• **Problem requirements**
Report each line from the data below that holds the word "dress".

*** Exercise inputs ***

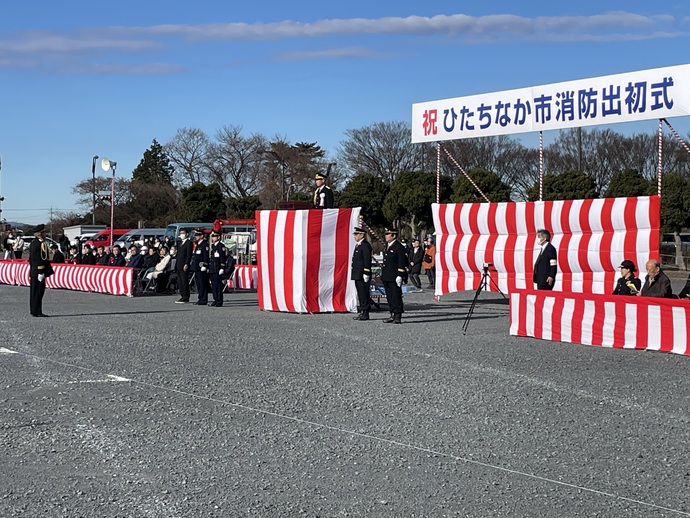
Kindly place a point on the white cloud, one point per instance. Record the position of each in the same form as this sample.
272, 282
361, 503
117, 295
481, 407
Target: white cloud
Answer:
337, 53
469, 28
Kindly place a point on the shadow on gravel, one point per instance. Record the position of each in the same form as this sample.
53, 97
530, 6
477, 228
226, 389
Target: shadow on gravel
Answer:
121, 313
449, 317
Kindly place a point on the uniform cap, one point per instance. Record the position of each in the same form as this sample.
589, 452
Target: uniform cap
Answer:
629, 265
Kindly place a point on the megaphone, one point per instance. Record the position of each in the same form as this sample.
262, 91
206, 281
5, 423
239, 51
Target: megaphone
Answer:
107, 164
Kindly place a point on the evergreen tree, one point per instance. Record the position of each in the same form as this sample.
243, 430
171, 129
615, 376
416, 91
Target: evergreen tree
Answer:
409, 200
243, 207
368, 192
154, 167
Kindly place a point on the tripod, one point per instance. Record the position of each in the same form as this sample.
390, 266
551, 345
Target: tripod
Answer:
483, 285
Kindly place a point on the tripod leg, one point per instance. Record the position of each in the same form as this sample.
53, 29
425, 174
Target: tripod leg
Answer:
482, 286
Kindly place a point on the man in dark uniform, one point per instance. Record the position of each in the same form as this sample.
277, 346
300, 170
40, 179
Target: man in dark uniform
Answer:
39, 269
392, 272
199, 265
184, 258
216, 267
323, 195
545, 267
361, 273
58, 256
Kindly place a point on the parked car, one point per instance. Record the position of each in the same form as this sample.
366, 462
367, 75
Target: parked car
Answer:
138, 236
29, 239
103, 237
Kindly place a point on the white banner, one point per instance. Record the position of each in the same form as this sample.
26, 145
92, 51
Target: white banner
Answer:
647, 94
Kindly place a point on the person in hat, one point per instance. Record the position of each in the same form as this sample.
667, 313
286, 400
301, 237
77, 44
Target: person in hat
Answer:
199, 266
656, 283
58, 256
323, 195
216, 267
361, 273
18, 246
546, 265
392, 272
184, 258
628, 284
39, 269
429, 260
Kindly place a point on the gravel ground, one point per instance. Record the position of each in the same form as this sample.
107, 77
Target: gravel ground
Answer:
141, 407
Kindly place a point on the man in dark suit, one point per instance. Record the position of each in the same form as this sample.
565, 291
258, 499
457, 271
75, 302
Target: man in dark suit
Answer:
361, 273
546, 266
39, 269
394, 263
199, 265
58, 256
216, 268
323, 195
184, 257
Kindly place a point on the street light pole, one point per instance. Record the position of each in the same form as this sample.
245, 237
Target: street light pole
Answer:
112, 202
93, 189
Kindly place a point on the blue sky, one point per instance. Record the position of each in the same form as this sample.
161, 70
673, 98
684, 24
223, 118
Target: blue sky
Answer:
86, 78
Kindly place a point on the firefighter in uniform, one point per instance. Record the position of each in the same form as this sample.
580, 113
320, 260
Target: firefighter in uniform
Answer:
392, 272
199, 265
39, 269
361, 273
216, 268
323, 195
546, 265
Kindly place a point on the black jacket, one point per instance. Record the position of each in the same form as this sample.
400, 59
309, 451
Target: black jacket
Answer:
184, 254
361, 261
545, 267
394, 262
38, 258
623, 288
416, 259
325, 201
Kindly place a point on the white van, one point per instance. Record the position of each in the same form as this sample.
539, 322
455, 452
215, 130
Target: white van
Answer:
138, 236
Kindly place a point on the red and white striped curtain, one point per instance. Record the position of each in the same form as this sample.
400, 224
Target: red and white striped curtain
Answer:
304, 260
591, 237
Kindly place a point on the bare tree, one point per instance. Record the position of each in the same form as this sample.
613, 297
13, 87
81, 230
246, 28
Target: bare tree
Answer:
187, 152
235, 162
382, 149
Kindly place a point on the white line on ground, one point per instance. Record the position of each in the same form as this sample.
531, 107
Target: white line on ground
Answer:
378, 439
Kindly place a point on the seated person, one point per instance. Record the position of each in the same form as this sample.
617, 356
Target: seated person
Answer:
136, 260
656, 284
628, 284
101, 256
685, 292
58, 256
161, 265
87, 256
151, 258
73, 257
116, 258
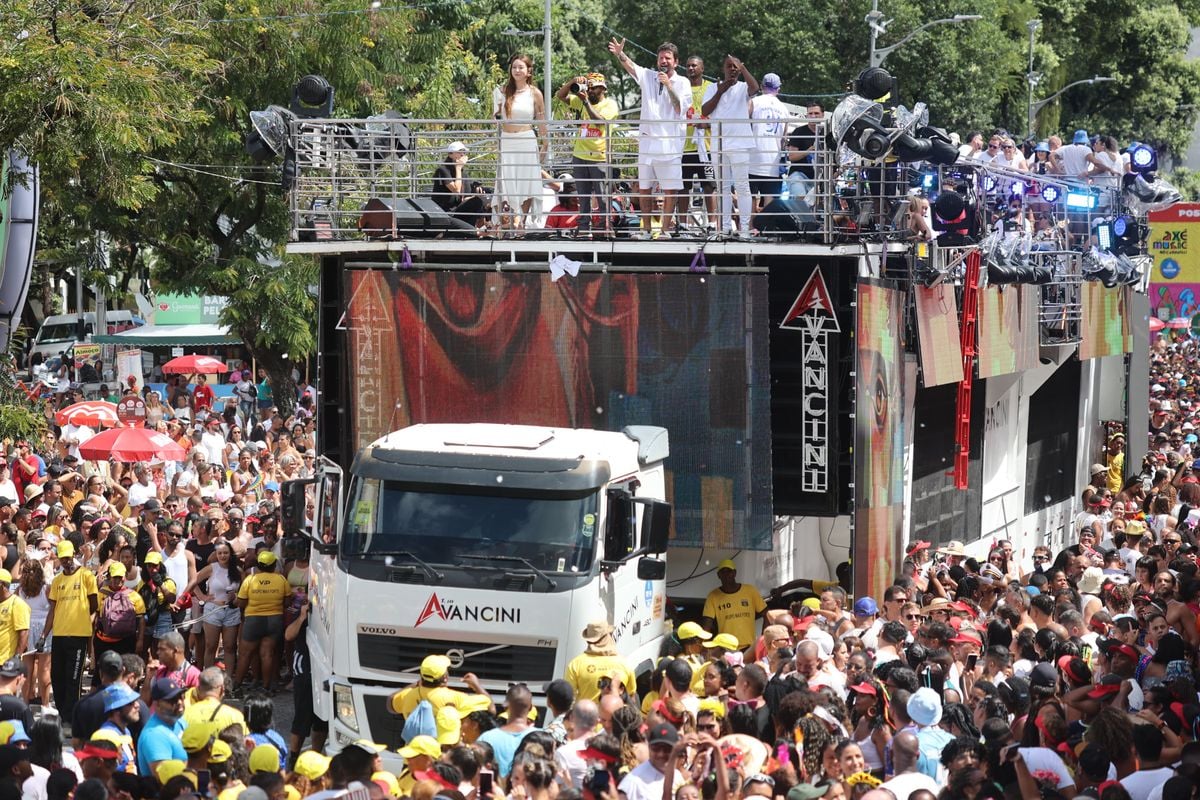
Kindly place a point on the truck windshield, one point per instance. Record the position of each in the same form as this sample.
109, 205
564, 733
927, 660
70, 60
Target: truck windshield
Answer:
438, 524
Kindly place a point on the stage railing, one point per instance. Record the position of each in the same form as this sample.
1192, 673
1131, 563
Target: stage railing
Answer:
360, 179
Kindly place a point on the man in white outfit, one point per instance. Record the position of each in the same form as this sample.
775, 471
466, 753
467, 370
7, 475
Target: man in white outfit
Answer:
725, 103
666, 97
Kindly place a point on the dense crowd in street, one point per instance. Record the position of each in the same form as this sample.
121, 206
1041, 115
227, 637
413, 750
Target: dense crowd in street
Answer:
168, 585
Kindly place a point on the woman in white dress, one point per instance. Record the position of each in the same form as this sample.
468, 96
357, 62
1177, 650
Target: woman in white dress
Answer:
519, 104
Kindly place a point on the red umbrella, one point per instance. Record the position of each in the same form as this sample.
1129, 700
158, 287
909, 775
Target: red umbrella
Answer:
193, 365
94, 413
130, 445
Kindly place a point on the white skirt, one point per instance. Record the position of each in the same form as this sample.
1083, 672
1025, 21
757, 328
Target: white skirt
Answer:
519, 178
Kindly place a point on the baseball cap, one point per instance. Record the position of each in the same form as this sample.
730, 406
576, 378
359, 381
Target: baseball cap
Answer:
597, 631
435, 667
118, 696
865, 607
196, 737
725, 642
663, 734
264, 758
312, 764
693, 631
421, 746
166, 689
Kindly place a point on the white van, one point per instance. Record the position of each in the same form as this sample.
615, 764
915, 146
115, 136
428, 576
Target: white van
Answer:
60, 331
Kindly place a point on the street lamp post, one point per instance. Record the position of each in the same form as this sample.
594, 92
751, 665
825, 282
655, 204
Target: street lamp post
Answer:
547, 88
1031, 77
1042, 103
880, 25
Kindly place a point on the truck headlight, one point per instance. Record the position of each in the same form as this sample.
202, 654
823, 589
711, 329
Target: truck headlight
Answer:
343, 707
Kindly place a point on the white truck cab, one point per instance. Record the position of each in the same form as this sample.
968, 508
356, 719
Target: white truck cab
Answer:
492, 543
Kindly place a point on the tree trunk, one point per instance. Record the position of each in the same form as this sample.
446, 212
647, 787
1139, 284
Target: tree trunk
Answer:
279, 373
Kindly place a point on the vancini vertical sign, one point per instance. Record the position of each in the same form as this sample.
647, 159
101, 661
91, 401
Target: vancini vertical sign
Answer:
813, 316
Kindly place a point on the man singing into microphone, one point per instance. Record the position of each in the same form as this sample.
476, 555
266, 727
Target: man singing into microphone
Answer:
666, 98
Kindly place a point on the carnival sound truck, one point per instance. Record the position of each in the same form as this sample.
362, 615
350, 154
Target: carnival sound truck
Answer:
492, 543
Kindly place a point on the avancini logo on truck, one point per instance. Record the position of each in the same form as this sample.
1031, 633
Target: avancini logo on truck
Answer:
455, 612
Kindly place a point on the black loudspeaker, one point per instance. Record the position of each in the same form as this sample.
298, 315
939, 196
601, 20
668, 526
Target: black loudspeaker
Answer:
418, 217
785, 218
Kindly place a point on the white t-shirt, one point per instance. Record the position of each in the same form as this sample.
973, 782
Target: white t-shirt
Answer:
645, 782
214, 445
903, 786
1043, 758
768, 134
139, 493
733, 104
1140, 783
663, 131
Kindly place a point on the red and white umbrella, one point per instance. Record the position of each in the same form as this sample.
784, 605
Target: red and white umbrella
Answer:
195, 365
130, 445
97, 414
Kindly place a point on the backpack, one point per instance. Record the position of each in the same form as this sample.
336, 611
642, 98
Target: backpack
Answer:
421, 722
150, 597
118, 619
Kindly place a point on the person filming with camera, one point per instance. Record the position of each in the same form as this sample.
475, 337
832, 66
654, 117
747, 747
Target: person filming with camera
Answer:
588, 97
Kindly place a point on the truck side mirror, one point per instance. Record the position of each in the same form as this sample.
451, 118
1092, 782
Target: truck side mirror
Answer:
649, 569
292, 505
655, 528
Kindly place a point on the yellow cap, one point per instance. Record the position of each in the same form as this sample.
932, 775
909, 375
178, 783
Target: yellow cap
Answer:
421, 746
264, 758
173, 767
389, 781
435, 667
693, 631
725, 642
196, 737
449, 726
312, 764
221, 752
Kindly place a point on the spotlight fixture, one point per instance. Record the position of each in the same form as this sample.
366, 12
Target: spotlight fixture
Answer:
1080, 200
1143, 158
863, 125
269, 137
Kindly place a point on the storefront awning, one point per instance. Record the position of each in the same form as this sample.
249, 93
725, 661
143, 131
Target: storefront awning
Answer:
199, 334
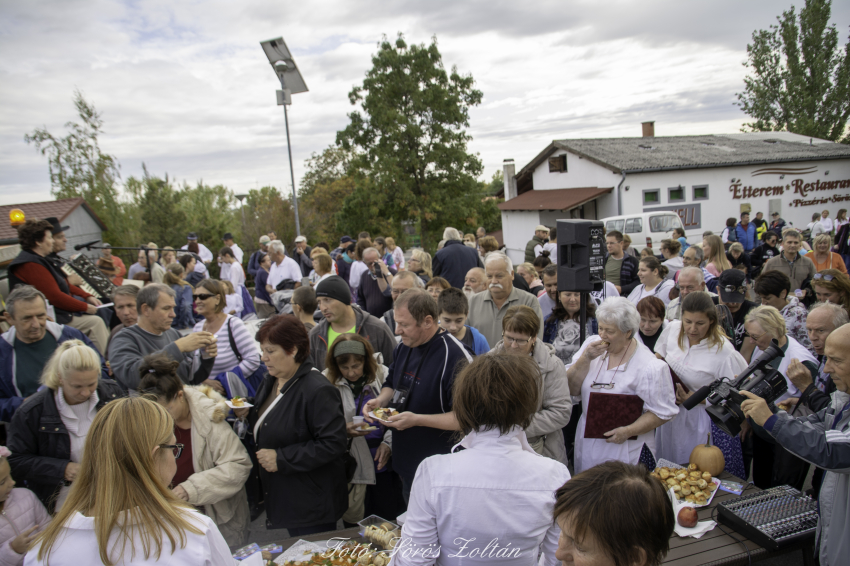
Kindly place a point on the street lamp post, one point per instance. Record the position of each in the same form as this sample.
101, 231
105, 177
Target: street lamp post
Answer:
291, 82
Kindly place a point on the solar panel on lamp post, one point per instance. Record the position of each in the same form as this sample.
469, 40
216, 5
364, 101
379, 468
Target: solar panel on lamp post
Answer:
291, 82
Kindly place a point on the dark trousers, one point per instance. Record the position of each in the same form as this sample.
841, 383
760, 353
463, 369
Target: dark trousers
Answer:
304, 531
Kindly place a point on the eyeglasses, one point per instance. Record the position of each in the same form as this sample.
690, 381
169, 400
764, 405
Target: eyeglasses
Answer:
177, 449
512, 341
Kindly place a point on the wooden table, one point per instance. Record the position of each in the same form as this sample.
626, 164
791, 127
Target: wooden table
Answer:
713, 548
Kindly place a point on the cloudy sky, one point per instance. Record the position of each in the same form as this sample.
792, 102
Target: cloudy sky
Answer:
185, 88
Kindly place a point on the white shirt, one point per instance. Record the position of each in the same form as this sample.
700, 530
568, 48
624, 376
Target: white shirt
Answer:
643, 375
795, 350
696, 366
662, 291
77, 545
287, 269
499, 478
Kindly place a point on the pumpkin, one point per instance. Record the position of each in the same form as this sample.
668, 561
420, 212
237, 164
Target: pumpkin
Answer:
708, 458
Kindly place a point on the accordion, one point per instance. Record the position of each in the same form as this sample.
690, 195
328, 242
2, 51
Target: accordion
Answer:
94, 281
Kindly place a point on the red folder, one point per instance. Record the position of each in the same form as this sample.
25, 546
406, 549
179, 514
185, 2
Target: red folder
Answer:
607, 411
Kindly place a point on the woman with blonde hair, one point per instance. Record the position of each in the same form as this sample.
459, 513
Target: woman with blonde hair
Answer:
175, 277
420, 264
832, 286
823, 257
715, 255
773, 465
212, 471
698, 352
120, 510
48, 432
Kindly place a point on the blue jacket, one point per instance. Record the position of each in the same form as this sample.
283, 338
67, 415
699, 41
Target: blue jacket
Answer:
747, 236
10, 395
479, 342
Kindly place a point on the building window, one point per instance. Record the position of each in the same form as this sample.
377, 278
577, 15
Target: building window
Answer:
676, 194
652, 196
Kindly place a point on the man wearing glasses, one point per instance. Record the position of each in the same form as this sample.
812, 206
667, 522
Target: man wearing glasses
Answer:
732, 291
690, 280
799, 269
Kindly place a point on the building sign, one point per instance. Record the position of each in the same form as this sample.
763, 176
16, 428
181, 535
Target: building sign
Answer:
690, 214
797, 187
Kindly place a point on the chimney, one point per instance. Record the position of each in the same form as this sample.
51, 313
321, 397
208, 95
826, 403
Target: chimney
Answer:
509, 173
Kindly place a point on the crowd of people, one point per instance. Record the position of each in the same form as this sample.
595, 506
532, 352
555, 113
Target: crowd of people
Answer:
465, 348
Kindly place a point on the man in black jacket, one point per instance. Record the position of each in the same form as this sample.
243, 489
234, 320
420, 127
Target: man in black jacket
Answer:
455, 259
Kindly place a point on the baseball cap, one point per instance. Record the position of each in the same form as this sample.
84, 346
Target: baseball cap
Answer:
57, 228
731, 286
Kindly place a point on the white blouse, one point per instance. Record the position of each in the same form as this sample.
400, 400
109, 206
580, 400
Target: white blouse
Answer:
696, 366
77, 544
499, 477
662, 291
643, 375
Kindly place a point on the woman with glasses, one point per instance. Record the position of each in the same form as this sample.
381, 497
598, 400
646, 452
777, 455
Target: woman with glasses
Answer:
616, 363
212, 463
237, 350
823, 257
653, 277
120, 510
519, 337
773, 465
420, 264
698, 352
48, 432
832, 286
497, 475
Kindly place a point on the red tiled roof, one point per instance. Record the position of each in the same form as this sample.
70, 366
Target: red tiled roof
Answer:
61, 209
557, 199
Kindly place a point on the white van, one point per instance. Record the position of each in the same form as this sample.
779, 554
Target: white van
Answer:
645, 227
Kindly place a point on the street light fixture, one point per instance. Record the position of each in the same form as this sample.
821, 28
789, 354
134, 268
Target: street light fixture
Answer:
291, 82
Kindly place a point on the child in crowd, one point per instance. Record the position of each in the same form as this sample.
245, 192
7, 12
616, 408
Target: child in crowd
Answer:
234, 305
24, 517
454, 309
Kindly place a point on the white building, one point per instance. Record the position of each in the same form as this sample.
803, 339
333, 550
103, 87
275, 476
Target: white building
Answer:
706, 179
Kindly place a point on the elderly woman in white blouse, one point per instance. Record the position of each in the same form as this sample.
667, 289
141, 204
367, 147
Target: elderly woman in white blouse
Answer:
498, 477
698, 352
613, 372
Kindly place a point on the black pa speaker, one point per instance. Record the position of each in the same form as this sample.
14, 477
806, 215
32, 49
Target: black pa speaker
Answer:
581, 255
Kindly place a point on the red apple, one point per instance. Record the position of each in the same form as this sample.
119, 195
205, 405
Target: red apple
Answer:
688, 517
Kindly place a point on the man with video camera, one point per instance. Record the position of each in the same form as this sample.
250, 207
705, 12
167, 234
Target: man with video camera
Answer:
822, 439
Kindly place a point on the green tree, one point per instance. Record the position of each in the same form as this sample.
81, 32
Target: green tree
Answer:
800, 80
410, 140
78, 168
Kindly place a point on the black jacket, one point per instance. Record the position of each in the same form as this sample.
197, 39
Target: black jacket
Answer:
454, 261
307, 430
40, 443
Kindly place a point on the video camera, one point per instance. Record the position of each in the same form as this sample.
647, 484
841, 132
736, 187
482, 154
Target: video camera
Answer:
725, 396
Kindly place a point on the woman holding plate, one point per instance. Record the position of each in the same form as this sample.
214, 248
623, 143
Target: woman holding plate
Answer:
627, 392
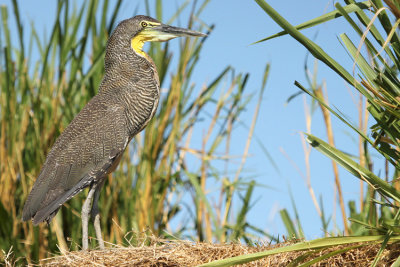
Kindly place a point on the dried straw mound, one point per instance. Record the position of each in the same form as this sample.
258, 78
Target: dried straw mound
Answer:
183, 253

*** End of Exercise inputs ***

• **Written answer**
Kindly place a point on the woman in white dress, one point per instance. Record the position of each in the same form as this sample.
Target: woman in white dress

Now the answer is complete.